[TASK INSTRUCTIONS]
Pull out of the data below the stretch of lines bounded by the one containing "task | put a dot on every instance of the wrist" and the one containing "white bangle bracelet", both bounds included, unchanged.

[DATA RECORDS]

+--

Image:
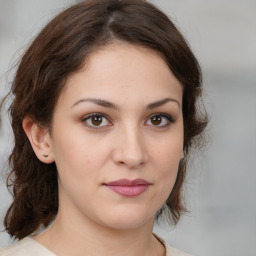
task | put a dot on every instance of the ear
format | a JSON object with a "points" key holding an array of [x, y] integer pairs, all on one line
{"points": [[40, 140]]}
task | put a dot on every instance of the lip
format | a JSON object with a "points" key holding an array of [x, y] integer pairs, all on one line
{"points": [[128, 188]]}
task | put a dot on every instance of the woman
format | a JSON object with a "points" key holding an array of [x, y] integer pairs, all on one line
{"points": [[104, 115]]}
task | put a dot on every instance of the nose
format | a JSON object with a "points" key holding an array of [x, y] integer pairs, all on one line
{"points": [[130, 149]]}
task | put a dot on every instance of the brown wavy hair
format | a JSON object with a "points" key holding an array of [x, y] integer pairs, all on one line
{"points": [[59, 50]]}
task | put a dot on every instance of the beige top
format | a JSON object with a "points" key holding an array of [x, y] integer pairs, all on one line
{"points": [[30, 247]]}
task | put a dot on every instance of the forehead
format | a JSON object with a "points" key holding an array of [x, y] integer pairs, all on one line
{"points": [[123, 70]]}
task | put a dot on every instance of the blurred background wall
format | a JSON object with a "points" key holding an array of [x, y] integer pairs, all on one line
{"points": [[221, 185]]}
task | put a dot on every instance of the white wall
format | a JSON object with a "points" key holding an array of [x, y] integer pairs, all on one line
{"points": [[222, 183]]}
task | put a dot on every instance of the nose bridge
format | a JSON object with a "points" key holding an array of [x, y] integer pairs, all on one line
{"points": [[130, 148]]}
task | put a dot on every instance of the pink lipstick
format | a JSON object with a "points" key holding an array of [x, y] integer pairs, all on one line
{"points": [[128, 188]]}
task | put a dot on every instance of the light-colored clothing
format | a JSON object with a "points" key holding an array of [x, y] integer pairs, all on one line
{"points": [[30, 247]]}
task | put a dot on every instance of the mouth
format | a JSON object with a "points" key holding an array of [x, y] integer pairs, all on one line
{"points": [[128, 188]]}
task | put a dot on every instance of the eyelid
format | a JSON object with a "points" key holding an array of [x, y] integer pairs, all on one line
{"points": [[87, 117], [164, 115]]}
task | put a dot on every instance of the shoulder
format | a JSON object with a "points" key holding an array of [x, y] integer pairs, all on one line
{"points": [[170, 251], [25, 247]]}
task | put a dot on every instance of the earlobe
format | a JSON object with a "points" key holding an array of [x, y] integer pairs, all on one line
{"points": [[40, 140]]}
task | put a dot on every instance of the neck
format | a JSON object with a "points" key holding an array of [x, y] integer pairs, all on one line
{"points": [[72, 238]]}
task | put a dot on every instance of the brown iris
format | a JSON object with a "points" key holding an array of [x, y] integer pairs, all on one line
{"points": [[156, 120], [96, 120]]}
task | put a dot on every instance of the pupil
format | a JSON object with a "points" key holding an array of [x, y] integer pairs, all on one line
{"points": [[97, 120], [156, 120]]}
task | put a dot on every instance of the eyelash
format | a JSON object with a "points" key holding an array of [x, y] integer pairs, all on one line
{"points": [[168, 118]]}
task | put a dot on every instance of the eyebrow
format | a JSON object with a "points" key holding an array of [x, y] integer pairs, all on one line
{"points": [[107, 104]]}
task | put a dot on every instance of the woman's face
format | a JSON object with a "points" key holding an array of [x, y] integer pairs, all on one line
{"points": [[117, 137]]}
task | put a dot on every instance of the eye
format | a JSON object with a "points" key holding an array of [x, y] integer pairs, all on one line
{"points": [[159, 120], [96, 120]]}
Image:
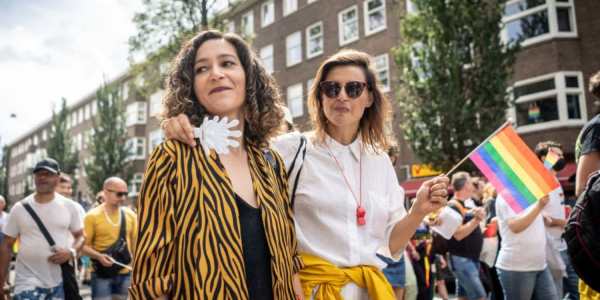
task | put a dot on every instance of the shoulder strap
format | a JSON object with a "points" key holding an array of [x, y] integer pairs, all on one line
{"points": [[40, 224], [272, 161], [123, 226]]}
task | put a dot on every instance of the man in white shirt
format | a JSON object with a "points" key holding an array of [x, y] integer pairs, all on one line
{"points": [[38, 272], [521, 263]]}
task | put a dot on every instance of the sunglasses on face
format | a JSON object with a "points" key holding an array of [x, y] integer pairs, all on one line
{"points": [[119, 194], [332, 89]]}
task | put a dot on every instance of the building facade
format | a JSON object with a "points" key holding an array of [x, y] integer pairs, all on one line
{"points": [[560, 50]]}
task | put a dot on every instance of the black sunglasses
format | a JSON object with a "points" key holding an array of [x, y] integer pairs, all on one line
{"points": [[119, 194], [332, 89]]}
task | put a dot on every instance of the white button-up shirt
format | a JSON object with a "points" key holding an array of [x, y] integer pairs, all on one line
{"points": [[325, 209]]}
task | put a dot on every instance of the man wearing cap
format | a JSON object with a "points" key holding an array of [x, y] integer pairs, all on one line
{"points": [[38, 272]]}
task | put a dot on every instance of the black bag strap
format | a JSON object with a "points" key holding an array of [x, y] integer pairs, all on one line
{"points": [[40, 224], [301, 148]]}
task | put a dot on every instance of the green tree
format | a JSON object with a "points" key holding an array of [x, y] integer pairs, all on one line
{"points": [[162, 27], [454, 76], [60, 146], [108, 150]]}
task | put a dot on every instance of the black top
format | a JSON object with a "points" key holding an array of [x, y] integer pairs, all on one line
{"points": [[257, 257], [471, 245], [588, 140]]}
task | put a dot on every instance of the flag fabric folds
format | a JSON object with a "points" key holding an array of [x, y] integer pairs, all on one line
{"points": [[513, 169]]}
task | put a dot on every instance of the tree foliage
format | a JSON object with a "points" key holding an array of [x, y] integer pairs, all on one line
{"points": [[60, 145], [454, 76], [162, 27], [109, 150]]}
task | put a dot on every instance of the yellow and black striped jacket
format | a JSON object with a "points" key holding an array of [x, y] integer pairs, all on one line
{"points": [[189, 243]]}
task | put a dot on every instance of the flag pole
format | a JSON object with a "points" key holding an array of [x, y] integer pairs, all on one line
{"points": [[507, 123]]}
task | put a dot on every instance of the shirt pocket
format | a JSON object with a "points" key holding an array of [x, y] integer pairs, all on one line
{"points": [[377, 214]]}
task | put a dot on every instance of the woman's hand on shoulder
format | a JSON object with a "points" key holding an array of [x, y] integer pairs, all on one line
{"points": [[178, 128]]}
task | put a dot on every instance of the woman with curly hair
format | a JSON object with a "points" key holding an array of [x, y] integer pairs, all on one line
{"points": [[348, 205], [217, 226]]}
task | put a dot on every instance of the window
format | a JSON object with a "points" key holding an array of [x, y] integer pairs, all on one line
{"points": [[293, 46], [266, 56], [137, 148], [374, 16], [533, 21], [267, 13], [125, 91], [411, 8], [294, 99], [135, 184], [248, 24], [289, 6], [136, 113], [154, 139], [314, 40], [230, 26], [382, 67], [548, 101], [348, 25], [156, 103]]}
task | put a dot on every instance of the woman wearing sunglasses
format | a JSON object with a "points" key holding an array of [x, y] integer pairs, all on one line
{"points": [[347, 204], [217, 226]]}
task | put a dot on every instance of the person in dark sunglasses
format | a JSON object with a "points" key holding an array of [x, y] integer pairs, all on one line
{"points": [[346, 198]]}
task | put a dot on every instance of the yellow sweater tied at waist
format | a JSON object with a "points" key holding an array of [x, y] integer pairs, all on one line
{"points": [[330, 279]]}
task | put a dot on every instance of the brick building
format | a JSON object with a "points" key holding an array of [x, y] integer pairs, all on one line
{"points": [[560, 51]]}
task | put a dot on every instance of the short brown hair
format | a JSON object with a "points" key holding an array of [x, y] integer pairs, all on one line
{"points": [[373, 122], [262, 110], [459, 180], [64, 178], [595, 85]]}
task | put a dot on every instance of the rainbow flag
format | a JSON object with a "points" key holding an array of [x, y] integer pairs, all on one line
{"points": [[513, 169], [551, 159]]}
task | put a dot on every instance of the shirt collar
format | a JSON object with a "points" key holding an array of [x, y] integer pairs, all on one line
{"points": [[337, 148]]}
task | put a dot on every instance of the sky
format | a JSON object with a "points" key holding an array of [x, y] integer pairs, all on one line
{"points": [[57, 48]]}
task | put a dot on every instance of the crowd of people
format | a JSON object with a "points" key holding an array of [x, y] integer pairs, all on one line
{"points": [[279, 214]]}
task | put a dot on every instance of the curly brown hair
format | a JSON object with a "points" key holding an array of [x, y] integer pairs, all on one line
{"points": [[373, 122], [262, 106]]}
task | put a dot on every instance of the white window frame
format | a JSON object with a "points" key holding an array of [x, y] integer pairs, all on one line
{"points": [[136, 181], [550, 8], [136, 143], [560, 91], [264, 22], [155, 137], [288, 39], [309, 38], [341, 25], [156, 102], [386, 68], [291, 106], [247, 27], [230, 26], [136, 113], [287, 8], [266, 54], [366, 17]]}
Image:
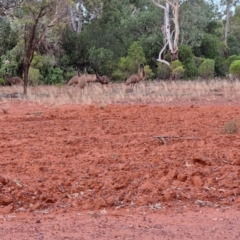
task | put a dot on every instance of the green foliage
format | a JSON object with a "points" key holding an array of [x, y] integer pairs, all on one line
{"points": [[99, 56], [235, 68], [187, 58], [219, 67], [198, 61], [54, 76], [163, 71], [233, 45], [206, 69], [222, 49], [130, 64], [37, 61], [229, 61], [149, 73], [175, 64], [209, 46], [2, 82], [178, 72], [195, 16], [34, 76], [177, 69], [8, 37]]}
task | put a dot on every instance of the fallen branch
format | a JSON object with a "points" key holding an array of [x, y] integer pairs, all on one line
{"points": [[163, 138]]}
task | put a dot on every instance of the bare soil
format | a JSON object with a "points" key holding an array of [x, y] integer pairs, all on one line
{"points": [[119, 171]]}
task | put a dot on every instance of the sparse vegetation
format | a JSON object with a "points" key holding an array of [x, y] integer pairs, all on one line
{"points": [[148, 92]]}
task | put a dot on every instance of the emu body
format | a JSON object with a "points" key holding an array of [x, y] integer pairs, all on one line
{"points": [[135, 78], [89, 78]]}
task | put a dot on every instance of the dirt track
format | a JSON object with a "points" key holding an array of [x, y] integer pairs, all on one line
{"points": [[73, 159]]}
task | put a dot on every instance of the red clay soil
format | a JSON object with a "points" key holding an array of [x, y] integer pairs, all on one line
{"points": [[119, 172]]}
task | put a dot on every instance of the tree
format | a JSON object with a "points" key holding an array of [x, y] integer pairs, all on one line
{"points": [[229, 4], [93, 9], [168, 40], [196, 16], [38, 21]]}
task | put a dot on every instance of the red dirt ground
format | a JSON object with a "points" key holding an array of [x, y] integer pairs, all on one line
{"points": [[99, 172]]}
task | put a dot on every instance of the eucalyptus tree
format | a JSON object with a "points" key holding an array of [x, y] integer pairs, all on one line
{"points": [[84, 11], [229, 4], [38, 24], [195, 17], [170, 41]]}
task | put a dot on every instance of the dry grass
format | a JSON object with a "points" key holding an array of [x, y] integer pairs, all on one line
{"points": [[145, 92]]}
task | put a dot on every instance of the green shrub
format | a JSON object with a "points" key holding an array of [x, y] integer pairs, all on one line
{"points": [[209, 46], [235, 68], [198, 61], [98, 56], [130, 64], [185, 53], [37, 61], [163, 71], [206, 69], [219, 67], [54, 76], [178, 72], [149, 73], [34, 76], [176, 64], [2, 82], [187, 58], [229, 61], [222, 49], [190, 69]]}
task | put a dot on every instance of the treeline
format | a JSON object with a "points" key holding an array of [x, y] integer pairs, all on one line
{"points": [[114, 37]]}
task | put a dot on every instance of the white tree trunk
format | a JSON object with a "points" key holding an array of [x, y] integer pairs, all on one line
{"points": [[227, 22], [80, 17], [172, 44]]}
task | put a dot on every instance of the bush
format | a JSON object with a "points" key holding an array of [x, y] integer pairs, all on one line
{"points": [[178, 72], [163, 71], [149, 73], [198, 61], [187, 58], [235, 68], [206, 69], [130, 64], [176, 64], [185, 54], [2, 82], [219, 67], [229, 61], [34, 76], [209, 46], [54, 76]]}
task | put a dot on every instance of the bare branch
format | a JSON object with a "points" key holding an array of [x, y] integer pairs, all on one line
{"points": [[158, 5]]}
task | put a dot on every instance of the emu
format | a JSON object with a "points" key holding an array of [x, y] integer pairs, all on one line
{"points": [[14, 80], [135, 78], [89, 77], [82, 80], [74, 80]]}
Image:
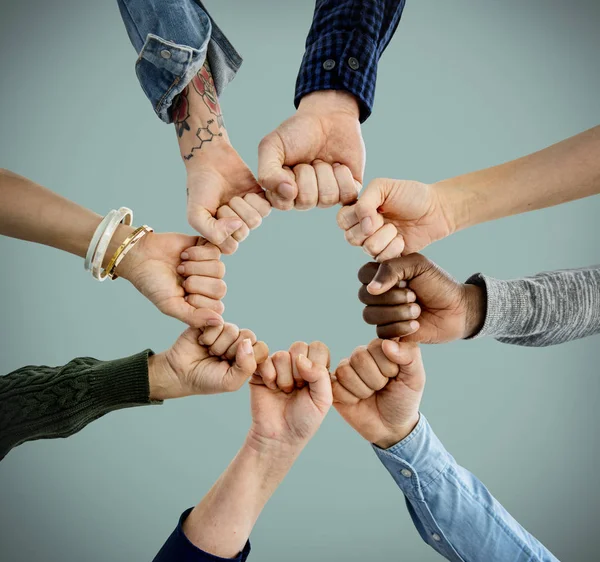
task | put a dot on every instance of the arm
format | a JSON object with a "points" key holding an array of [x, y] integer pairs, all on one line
{"points": [[453, 511], [184, 64], [283, 422], [165, 268], [343, 48], [173, 38], [40, 402], [424, 213], [546, 309], [378, 392], [317, 157]]}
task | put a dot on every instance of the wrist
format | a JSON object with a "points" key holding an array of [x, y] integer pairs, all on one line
{"points": [[162, 380], [398, 434], [476, 309], [328, 101], [278, 452]]}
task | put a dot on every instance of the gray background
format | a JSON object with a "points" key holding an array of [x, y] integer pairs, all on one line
{"points": [[463, 85]]}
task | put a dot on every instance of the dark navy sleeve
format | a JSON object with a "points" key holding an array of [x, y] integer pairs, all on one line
{"points": [[343, 47], [178, 548]]}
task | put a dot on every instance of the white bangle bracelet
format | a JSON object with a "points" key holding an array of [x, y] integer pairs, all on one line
{"points": [[123, 215], [95, 239]]}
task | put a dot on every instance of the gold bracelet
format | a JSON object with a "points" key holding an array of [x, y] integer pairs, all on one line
{"points": [[124, 248]]}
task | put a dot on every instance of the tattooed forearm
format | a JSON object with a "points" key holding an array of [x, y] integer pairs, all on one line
{"points": [[198, 96]]}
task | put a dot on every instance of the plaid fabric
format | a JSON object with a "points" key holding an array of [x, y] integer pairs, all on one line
{"points": [[353, 34]]}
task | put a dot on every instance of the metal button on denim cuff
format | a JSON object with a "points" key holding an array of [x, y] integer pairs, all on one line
{"points": [[353, 63]]}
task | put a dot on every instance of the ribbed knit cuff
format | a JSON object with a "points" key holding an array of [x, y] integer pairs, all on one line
{"points": [[507, 306]]}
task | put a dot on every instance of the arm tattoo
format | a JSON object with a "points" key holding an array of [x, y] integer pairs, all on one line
{"points": [[202, 86]]}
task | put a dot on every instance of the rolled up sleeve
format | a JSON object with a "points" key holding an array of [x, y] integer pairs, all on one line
{"points": [[173, 38]]}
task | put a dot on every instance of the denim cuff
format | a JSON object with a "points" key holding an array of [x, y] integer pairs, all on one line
{"points": [[164, 69], [340, 61]]}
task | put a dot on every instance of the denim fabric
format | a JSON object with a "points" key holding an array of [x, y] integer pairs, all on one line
{"points": [[178, 548], [173, 39], [452, 510], [351, 34]]}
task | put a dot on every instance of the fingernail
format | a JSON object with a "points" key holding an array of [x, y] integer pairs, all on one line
{"points": [[304, 361], [366, 225], [286, 191]]}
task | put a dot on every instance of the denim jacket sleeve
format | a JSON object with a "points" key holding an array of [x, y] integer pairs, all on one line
{"points": [[178, 548], [173, 38], [452, 510]]}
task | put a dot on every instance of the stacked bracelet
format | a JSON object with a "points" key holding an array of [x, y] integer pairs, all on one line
{"points": [[101, 240], [124, 248]]}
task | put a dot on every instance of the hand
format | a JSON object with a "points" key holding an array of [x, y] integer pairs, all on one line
{"points": [[292, 416], [446, 310], [317, 157], [378, 391], [418, 212], [154, 267], [220, 359], [220, 185]]}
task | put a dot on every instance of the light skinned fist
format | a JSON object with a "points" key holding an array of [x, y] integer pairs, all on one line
{"points": [[419, 213], [413, 298], [220, 359], [378, 391], [317, 157], [291, 417], [153, 267], [225, 201]]}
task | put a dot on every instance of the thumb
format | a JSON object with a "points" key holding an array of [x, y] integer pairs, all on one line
{"points": [[199, 317], [406, 355], [272, 176], [318, 379], [243, 367], [391, 272], [366, 207], [214, 230]]}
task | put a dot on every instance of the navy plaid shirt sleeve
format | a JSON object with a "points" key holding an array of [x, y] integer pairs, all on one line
{"points": [[343, 47]]}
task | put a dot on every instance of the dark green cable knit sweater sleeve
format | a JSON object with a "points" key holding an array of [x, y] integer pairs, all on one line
{"points": [[39, 402]]}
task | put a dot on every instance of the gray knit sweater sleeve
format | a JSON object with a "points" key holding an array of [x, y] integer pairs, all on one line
{"points": [[39, 402], [546, 309]]}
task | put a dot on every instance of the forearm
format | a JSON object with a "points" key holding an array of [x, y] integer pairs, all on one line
{"points": [[563, 172], [31, 212], [39, 402], [198, 118], [546, 309], [452, 510], [221, 523], [343, 47]]}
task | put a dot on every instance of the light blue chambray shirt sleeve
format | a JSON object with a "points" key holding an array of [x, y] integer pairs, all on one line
{"points": [[173, 39], [452, 510]]}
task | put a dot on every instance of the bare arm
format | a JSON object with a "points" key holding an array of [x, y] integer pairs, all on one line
{"points": [[563, 172]]}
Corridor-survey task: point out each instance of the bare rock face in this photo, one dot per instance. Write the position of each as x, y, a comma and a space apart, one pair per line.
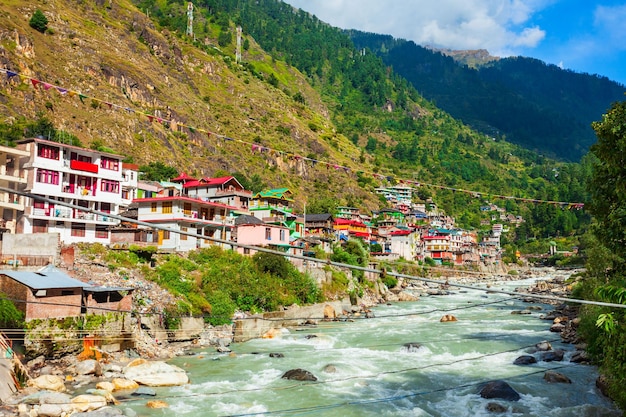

+--

[COMPLETED TASK]
task | put a dot on every instance of the wrist
format | a JSON object with a "points" key holding an array of [x, y] integer pairs, all on one line
{"points": [[162, 380], [398, 434], [476, 309], [328, 101], [278, 452]]}
task | put a dot on every instance of the gray background
format | a JSON object with a "points" key holding an array of [x, y] integer pairs, all on one line
{"points": [[463, 85]]}
task | put a dot on every instance of the dark navy sleeve
format | a JSON object with a "points" key holding an array of [x, y] integer pairs, all on one line
{"points": [[343, 47], [178, 548]]}
task | put a dot on every instance of the white bangle bracelet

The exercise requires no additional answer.